Your instructions: Convert the stretch of the listing from the line containing "task: segment the orange notebook cover" through the line containing "target: orange notebook cover" into a JSON list of strings, with one string per line and blank lines omitted.

----------------------------------------

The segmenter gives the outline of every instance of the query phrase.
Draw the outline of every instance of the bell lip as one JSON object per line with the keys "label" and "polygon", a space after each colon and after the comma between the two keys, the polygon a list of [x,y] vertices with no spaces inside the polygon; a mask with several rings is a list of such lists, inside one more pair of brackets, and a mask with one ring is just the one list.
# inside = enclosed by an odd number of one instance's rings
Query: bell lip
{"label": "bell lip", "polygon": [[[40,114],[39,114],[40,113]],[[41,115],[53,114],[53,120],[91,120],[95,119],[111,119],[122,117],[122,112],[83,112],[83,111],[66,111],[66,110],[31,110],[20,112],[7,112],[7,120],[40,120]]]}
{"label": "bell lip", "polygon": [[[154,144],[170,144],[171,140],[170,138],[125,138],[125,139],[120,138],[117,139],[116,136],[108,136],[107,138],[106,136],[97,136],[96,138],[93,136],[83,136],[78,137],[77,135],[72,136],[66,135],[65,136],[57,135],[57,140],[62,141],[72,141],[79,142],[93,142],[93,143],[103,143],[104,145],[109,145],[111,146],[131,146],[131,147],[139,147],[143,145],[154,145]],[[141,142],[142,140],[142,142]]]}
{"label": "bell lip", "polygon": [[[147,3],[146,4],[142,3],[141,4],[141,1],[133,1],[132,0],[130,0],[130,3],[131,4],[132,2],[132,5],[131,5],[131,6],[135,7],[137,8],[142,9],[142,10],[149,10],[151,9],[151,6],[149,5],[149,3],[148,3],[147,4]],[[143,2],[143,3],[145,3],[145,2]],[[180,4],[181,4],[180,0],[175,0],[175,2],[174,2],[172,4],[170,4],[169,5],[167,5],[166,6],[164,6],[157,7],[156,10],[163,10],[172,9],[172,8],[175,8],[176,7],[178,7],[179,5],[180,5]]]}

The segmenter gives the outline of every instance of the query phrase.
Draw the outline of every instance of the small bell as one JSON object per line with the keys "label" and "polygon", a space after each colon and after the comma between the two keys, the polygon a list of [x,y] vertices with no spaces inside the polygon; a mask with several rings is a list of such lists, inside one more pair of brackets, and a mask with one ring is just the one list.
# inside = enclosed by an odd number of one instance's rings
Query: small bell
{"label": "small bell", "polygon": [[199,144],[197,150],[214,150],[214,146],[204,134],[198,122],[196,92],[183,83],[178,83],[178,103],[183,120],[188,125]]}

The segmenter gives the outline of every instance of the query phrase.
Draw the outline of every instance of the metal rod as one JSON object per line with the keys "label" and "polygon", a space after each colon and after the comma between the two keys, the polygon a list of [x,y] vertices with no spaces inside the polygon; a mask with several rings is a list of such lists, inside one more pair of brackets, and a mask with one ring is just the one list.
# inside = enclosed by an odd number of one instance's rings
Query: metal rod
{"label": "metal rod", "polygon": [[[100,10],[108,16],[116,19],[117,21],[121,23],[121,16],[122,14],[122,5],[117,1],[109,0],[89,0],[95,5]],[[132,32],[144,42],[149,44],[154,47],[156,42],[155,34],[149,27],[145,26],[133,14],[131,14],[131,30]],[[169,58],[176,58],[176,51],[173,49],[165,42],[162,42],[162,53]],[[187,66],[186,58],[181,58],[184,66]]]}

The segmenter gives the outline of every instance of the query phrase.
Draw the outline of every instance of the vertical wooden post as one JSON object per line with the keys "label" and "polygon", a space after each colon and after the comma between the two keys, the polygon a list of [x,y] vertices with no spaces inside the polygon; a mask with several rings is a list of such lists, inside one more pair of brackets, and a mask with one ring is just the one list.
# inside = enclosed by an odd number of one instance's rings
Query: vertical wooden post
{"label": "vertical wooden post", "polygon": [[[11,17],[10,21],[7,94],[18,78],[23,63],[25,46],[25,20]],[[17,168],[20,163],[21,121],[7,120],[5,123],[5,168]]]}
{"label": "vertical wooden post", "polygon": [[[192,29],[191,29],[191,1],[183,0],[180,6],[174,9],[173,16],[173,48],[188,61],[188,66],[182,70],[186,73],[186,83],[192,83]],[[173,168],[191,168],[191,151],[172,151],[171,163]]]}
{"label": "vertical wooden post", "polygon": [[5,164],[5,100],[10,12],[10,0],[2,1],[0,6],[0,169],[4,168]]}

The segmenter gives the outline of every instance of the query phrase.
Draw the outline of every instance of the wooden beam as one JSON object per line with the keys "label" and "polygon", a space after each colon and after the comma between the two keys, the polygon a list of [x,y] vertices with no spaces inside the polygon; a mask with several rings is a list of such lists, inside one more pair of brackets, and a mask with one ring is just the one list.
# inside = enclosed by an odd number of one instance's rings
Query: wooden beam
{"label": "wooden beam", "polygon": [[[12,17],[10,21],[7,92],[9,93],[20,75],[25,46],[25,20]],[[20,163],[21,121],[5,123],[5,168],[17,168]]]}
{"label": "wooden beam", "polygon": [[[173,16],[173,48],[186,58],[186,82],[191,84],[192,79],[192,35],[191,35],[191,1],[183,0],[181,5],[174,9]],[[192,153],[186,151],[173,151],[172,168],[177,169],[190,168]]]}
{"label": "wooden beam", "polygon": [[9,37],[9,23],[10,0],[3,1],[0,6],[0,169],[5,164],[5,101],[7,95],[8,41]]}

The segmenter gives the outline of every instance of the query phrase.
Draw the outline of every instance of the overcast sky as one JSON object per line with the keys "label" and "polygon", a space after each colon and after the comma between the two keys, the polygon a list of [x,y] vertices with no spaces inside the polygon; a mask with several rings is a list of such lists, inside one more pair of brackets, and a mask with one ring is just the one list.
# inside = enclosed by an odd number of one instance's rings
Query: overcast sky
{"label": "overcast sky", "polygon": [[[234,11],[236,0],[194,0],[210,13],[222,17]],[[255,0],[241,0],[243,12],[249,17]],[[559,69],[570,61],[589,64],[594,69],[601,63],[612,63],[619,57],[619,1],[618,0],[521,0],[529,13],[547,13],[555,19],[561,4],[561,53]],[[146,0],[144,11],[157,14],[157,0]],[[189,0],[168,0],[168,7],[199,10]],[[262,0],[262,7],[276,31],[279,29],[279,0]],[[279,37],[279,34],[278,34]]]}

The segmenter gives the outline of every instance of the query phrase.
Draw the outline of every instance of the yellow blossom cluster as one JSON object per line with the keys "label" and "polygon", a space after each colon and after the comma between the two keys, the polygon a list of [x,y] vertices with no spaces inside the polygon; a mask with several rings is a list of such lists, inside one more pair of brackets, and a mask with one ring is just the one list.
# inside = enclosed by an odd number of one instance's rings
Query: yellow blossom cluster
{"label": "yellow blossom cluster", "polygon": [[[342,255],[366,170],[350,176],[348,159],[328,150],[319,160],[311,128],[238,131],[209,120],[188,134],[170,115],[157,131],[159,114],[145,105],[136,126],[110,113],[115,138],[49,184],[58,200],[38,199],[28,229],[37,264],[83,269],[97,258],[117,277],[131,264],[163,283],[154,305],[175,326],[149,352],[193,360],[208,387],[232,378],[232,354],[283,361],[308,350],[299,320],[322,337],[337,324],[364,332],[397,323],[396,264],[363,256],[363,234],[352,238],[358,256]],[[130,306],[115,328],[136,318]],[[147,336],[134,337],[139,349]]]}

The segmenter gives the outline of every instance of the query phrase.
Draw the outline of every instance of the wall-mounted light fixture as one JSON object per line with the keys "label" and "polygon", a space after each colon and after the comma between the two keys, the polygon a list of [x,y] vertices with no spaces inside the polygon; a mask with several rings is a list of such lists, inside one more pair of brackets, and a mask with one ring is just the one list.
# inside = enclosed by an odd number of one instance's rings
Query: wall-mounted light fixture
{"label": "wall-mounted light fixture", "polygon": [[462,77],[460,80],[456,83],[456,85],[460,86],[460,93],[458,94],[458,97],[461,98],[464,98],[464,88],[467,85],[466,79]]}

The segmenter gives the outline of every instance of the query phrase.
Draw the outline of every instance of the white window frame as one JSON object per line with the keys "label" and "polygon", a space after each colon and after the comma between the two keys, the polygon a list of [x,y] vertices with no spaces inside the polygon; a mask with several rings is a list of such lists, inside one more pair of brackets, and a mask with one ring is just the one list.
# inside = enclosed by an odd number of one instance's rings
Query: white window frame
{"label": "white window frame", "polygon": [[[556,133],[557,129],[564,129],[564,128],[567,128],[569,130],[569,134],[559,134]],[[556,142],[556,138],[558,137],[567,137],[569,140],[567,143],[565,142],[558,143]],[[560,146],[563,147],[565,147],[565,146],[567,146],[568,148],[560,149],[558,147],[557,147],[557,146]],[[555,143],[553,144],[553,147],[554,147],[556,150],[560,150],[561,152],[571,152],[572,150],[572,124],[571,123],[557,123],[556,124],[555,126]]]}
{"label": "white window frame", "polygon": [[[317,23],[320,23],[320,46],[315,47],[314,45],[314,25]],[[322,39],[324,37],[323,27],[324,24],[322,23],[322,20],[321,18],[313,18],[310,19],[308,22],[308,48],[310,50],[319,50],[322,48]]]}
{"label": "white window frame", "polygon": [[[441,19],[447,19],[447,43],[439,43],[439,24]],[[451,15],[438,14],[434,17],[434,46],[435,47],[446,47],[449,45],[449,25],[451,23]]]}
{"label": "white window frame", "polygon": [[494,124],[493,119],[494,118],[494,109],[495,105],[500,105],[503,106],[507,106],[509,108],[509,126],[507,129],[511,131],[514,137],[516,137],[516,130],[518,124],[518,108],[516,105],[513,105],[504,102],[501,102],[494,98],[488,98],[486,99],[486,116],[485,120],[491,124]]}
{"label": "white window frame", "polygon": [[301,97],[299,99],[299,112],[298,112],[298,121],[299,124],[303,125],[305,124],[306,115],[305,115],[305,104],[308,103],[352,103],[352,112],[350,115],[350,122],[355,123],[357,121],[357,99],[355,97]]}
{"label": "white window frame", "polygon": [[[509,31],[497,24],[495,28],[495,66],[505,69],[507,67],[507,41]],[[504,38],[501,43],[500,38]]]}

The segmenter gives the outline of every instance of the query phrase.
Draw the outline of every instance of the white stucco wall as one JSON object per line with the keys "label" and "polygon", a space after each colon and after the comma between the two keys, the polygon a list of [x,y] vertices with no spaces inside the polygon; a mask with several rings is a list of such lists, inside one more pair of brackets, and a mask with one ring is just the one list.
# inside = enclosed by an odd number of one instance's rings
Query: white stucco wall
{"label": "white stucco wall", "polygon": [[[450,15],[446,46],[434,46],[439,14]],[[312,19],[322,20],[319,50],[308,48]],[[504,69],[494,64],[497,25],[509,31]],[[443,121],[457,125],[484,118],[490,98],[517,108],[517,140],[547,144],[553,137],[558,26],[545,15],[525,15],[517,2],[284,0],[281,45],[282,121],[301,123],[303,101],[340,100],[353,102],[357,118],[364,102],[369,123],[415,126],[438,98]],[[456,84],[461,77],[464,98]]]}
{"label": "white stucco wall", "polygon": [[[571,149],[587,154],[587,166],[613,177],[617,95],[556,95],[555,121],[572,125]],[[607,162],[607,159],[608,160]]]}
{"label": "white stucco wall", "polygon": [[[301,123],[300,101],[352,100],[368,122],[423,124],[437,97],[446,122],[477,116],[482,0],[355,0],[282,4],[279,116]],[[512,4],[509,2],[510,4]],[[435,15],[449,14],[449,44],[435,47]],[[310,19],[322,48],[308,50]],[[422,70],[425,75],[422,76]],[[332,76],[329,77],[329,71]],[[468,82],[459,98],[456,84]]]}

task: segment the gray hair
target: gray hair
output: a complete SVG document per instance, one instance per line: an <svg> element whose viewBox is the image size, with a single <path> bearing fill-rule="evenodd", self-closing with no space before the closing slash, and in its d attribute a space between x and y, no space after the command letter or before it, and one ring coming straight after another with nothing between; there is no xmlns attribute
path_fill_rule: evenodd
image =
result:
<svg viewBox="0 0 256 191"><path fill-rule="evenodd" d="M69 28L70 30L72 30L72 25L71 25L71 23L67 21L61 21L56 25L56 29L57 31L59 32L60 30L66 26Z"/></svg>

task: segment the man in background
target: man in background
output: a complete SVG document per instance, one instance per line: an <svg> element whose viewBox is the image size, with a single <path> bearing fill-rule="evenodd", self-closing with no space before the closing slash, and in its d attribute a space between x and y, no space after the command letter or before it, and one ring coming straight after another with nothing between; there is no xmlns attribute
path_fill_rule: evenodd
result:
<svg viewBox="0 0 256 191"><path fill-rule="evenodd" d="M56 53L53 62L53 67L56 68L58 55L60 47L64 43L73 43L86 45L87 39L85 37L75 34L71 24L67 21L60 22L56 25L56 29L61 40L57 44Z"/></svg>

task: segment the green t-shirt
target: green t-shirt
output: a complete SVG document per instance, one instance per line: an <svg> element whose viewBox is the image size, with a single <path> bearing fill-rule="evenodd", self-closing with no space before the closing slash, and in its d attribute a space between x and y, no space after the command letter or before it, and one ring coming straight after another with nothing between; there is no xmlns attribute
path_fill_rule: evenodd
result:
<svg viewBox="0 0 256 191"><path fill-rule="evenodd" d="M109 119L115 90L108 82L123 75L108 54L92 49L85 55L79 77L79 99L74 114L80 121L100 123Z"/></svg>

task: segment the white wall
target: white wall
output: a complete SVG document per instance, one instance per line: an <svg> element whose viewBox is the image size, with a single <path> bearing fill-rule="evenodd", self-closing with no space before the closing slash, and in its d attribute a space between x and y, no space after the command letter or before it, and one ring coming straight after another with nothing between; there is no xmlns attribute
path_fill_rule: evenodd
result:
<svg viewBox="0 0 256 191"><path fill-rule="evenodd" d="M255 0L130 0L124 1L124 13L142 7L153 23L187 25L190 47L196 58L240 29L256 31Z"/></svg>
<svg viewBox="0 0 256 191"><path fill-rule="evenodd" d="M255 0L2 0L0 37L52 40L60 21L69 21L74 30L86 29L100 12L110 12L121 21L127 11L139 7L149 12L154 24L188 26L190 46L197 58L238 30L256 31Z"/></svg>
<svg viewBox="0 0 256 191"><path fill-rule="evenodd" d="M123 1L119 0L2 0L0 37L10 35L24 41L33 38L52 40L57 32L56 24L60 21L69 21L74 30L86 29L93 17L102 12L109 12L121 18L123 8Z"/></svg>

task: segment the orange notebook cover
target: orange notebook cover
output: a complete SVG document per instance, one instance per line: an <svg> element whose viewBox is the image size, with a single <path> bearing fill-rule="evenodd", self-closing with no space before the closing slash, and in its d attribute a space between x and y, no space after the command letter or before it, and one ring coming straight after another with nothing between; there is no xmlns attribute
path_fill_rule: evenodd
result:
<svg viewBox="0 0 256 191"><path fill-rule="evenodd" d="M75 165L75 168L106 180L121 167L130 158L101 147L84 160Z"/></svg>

----------------------------------------

Answer to the exercise:
[
  "task: segment the orange notebook cover",
  "target: orange notebook cover"
]